## YOUR INSTRUCTIONS
Copy the material below word for word, but leave out the pictures.

** begin **

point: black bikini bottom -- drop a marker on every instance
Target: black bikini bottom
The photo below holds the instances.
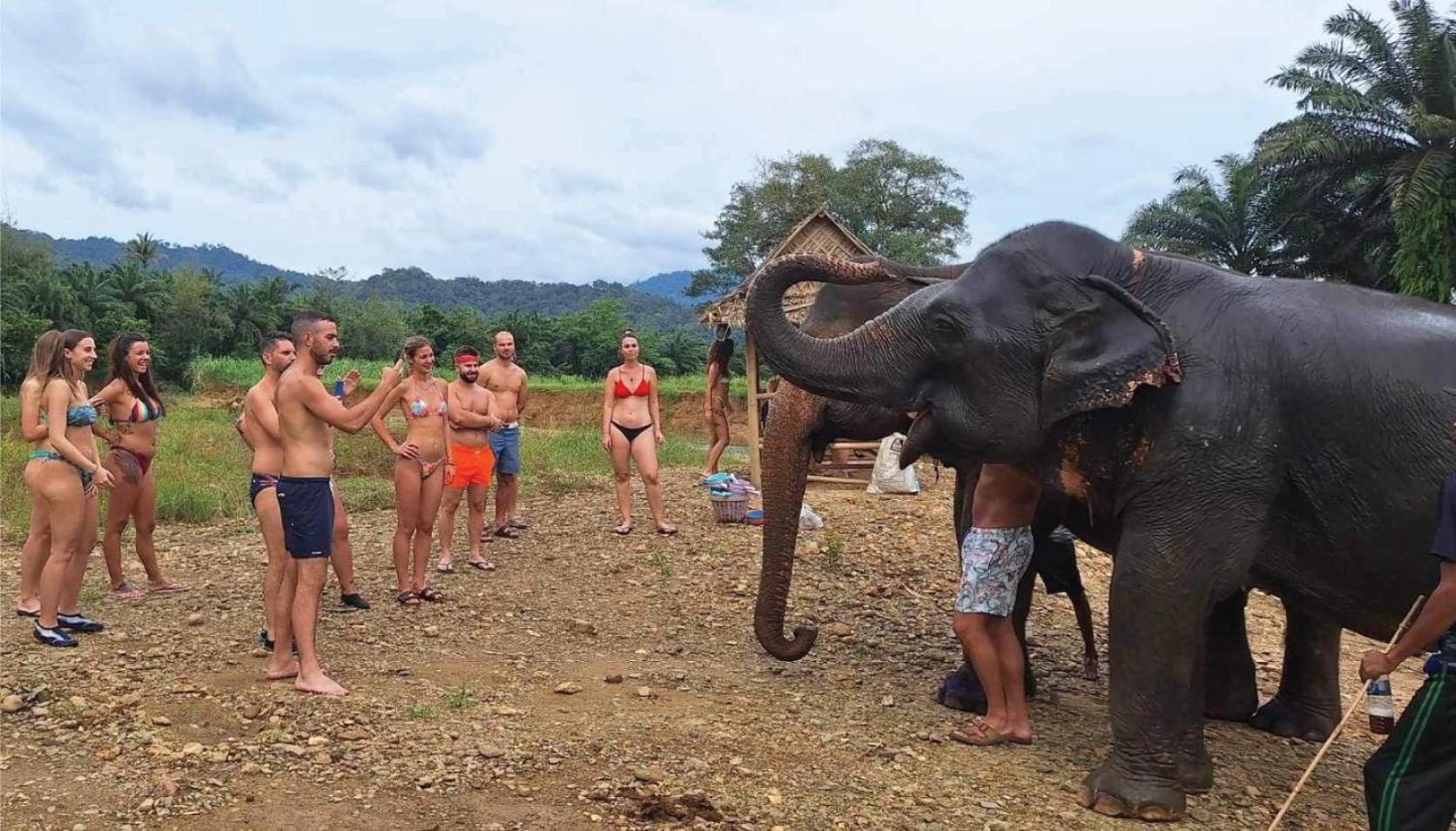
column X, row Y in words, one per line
column 630, row 433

** end **

## WORKED SOLUTION
point: black bikini bottom -- drop a marker on every instance
Target: black bikini bottom
The photo below holds the instances.
column X, row Y in words, one per line
column 630, row 433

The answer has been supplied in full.